>>>>

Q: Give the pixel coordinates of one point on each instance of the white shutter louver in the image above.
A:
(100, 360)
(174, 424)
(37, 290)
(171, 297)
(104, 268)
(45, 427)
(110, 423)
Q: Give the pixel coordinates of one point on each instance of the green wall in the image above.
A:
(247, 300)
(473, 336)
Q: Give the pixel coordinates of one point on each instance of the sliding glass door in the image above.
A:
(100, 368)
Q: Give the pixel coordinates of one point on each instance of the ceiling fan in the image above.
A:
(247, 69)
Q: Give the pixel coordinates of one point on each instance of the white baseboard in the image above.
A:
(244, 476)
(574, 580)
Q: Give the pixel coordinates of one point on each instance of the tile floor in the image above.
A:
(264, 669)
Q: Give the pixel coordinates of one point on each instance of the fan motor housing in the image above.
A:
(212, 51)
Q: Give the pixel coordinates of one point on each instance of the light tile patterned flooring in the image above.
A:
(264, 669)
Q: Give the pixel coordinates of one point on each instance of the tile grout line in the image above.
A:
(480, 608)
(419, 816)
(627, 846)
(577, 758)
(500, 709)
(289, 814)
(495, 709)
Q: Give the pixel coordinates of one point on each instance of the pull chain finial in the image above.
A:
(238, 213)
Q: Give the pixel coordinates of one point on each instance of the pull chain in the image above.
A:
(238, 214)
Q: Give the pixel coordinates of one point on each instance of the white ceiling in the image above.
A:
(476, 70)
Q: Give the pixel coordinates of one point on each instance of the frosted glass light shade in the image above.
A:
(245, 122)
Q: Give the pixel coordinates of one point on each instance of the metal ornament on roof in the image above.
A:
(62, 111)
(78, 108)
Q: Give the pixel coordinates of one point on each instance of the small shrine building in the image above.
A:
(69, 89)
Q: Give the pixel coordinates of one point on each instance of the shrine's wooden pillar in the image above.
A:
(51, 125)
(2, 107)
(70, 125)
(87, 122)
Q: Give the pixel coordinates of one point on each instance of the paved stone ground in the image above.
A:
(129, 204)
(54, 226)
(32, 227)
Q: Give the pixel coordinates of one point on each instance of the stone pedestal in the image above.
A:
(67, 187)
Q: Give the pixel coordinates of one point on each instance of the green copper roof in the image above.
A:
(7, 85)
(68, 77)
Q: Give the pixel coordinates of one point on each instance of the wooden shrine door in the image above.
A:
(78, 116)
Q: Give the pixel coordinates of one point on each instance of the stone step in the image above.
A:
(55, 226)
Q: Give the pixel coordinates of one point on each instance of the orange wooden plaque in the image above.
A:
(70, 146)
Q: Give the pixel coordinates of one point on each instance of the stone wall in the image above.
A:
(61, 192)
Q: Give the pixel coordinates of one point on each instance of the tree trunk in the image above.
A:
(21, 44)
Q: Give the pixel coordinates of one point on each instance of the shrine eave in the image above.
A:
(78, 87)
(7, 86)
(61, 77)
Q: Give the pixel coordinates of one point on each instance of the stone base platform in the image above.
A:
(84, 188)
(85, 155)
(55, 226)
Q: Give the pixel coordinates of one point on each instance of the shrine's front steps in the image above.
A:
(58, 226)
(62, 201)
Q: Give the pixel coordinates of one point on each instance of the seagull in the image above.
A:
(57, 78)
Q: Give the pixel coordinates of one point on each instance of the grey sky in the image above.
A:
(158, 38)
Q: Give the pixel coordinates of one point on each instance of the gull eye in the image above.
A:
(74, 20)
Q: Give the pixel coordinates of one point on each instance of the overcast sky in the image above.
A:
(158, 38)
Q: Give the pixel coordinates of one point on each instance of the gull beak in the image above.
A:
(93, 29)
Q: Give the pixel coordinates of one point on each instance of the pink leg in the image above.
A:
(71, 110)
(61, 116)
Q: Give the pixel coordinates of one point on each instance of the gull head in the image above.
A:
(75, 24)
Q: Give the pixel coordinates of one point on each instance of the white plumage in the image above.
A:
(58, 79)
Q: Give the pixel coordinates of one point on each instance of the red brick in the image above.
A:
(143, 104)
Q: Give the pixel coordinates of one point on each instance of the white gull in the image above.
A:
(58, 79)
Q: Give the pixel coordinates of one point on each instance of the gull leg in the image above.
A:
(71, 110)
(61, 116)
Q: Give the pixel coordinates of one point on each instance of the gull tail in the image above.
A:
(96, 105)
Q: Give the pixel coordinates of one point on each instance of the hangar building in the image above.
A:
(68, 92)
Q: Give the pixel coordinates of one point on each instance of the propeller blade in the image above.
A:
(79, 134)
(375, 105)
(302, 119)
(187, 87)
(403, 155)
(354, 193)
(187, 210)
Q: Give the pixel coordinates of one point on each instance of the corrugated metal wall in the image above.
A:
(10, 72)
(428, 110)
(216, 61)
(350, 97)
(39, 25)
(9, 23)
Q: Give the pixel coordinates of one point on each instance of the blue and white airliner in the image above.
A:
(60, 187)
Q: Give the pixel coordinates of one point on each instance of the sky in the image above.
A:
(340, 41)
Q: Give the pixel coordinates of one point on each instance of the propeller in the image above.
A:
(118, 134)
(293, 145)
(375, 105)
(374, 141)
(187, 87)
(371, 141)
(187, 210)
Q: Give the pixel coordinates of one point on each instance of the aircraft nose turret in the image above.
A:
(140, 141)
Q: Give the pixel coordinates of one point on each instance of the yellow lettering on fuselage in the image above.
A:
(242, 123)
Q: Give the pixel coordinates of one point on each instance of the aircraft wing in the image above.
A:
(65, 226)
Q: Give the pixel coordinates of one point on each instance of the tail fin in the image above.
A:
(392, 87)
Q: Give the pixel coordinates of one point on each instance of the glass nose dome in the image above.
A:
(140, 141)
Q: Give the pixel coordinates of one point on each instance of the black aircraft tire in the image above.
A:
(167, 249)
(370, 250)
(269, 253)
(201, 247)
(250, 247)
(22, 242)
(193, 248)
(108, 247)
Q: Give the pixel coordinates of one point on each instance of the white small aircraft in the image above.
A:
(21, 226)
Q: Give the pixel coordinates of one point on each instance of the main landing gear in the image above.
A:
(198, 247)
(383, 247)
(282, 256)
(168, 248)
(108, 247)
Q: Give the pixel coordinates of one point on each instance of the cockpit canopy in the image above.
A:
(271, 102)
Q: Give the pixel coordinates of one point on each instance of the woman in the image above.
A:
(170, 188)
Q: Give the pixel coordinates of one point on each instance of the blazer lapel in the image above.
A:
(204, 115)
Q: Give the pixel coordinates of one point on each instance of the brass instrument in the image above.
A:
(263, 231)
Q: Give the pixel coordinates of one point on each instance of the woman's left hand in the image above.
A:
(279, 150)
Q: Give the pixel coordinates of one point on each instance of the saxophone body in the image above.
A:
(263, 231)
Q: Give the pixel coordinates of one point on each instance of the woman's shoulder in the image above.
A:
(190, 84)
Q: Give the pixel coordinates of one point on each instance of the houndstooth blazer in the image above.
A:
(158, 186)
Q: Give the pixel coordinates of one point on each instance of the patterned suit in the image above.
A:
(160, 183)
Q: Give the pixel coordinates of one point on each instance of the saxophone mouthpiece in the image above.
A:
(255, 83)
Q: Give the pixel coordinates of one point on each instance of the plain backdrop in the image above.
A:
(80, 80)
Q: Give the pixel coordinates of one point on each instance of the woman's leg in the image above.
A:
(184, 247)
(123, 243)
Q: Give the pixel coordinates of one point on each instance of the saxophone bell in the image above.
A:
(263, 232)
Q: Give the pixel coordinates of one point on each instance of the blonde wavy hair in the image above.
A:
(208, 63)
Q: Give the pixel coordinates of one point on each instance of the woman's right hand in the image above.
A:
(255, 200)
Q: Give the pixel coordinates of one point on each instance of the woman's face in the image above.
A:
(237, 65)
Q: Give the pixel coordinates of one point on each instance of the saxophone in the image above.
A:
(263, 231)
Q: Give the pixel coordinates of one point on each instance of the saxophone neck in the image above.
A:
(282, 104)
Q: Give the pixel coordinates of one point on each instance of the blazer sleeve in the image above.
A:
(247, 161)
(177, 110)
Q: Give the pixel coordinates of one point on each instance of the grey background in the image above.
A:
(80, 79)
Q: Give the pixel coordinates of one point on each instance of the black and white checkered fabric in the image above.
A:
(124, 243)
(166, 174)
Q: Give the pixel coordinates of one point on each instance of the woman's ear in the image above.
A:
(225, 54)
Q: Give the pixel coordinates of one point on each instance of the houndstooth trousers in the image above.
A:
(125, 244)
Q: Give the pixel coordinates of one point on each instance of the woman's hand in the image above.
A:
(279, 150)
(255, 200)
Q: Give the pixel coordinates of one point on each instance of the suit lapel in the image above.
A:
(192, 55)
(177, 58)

<<<<
>>>>

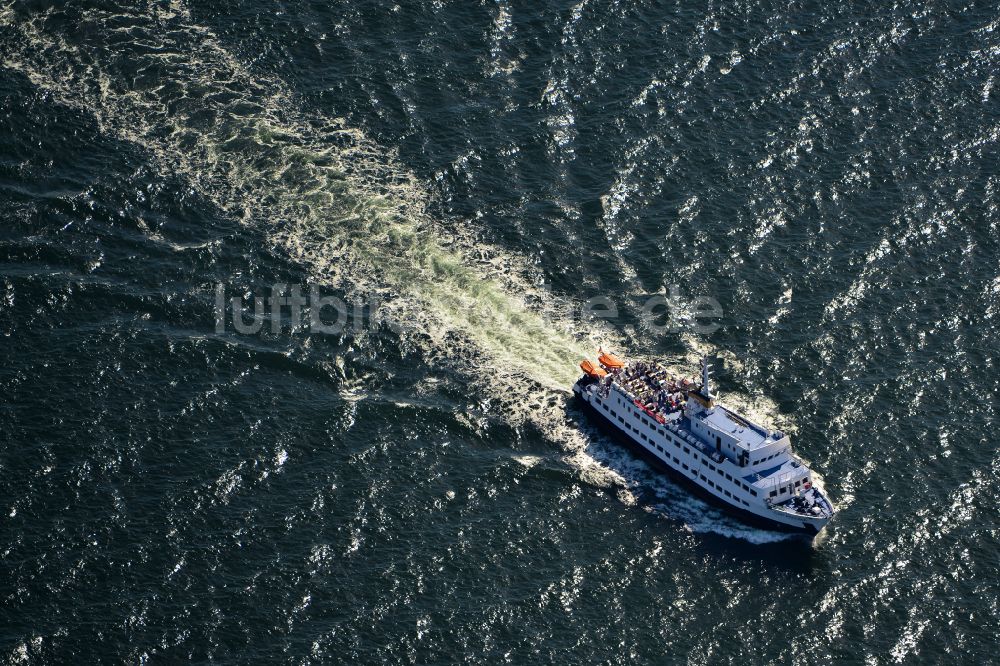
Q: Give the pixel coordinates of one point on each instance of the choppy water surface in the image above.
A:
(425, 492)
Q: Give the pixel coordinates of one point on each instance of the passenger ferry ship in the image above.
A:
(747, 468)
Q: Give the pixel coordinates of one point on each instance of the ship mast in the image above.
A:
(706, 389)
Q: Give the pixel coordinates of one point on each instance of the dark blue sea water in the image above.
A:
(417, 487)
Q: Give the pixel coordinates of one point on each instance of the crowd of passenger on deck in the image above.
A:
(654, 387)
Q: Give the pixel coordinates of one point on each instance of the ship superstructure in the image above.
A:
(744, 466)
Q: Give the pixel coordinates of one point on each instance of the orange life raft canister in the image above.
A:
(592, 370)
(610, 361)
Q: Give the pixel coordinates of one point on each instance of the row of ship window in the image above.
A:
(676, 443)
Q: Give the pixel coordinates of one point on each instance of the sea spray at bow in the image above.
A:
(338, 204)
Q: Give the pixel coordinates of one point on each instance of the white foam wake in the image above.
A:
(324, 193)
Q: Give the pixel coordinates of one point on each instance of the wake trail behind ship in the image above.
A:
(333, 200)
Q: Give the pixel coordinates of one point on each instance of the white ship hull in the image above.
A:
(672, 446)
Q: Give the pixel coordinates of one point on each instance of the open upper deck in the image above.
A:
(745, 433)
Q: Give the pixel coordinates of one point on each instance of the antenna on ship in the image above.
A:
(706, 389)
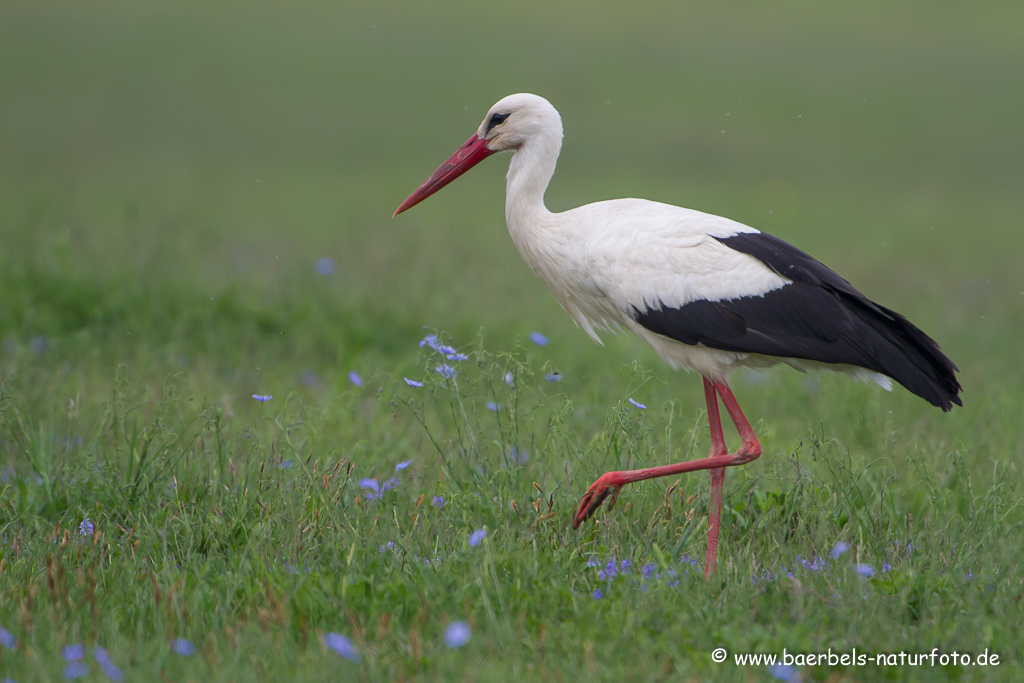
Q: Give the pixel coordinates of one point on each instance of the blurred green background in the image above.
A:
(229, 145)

<<<<
>>>>

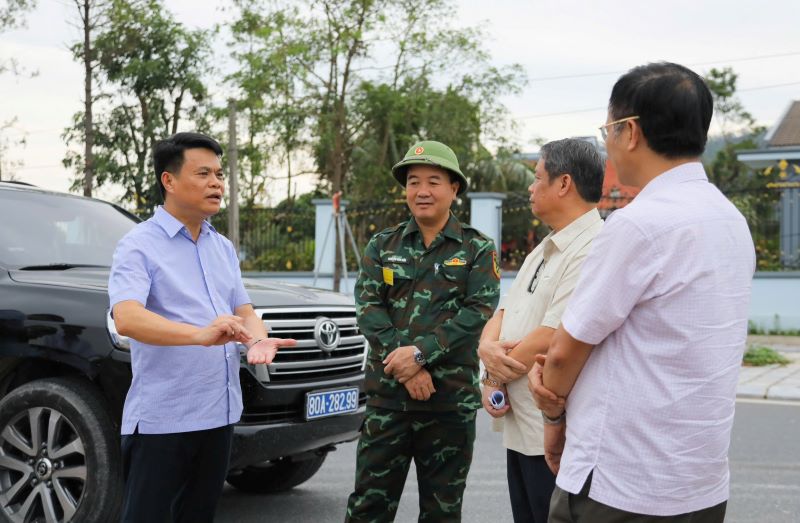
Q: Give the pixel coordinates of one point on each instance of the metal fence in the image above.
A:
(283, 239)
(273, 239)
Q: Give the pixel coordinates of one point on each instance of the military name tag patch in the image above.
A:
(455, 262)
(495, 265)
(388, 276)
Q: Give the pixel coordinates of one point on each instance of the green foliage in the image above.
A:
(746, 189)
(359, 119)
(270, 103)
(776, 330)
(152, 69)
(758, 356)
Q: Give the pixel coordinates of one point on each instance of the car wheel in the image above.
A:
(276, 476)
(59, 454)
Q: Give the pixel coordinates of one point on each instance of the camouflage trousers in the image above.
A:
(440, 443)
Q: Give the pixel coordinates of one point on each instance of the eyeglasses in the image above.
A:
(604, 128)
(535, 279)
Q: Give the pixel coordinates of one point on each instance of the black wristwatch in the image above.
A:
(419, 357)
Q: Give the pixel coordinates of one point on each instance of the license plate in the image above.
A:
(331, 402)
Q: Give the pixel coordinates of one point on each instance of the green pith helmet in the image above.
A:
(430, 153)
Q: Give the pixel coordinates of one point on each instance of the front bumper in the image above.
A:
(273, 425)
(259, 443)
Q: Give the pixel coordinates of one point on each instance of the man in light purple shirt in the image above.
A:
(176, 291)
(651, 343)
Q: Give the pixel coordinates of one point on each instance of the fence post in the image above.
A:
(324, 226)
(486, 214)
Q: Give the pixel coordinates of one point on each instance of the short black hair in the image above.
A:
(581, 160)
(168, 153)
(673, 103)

<<<<

▶ **EXERCISE REQUIREMENTS**: Please report every line in the entries above that holds the string "roof".

▶ **FINISHED EXERCISE**:
Q: Give the pixel coordinates of one point on each instance of the metal ornament on roof in the image above.
Q: Give the pixel coordinates of one point on each instance of the green copper roof in the image above.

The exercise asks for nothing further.